» EXCERPTED DATA
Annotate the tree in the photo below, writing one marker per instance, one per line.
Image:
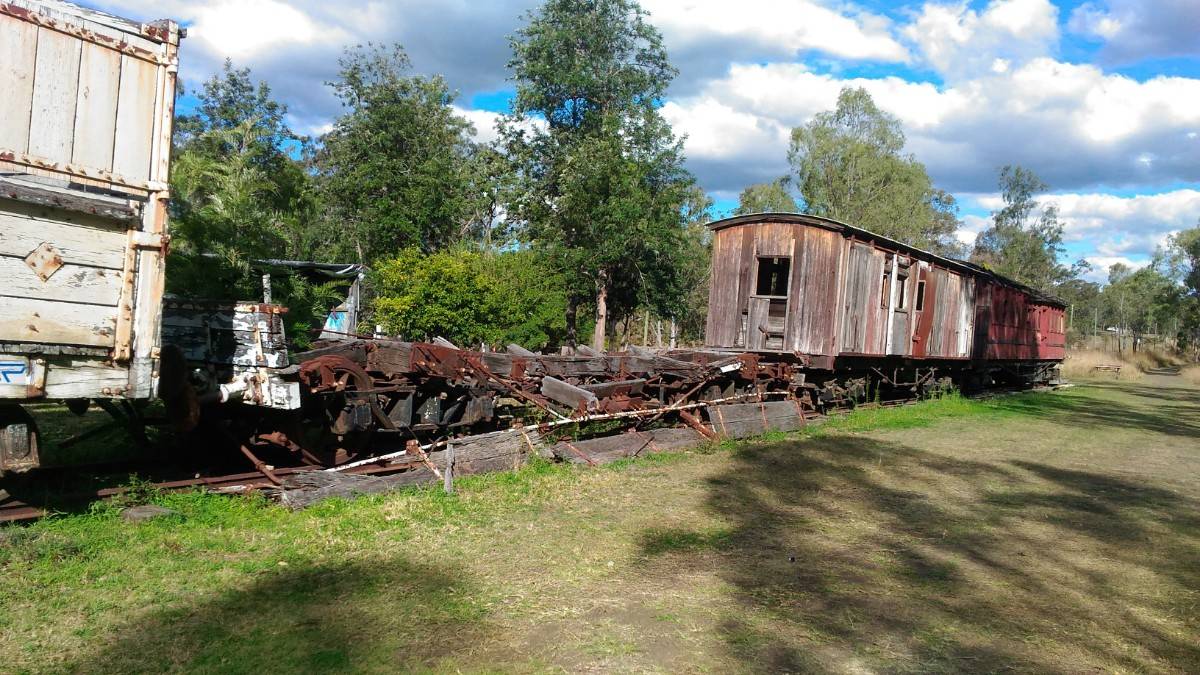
(1021, 244)
(600, 180)
(847, 165)
(766, 198)
(238, 196)
(471, 297)
(399, 167)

» PROBLEM TO SOLVE
I'd like the material duplicated exactly, without its pictures.

» ANSWER SPACE
Annotate the tree in the photo below, writing one marker per instance, one per line.
Image:
(1021, 244)
(600, 180)
(847, 165)
(766, 198)
(238, 196)
(471, 297)
(399, 167)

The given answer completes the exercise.